**YOUR GOAL:**
Could you show each line of the records that contains the word "gate"?

**DATA SUPPLIED:**
----------------------------------------

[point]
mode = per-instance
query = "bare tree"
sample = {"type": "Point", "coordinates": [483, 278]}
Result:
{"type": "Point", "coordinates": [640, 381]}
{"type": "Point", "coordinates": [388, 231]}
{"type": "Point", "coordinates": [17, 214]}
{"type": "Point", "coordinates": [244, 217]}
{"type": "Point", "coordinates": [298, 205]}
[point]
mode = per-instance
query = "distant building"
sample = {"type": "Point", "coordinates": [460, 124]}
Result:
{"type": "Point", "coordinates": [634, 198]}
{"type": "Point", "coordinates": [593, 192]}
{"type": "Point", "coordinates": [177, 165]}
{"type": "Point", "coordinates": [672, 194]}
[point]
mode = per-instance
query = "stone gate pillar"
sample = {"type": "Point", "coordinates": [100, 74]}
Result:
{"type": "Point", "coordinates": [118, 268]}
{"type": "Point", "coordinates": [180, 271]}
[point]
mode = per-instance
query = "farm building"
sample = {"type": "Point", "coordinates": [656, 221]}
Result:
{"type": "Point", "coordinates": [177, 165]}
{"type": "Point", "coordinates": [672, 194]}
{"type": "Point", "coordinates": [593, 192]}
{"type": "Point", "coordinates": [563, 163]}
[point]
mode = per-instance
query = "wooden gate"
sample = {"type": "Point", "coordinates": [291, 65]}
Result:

----------------------------------------

**ANSWER SPACE:**
query = "stone gate pillar"
query = "wooden gate"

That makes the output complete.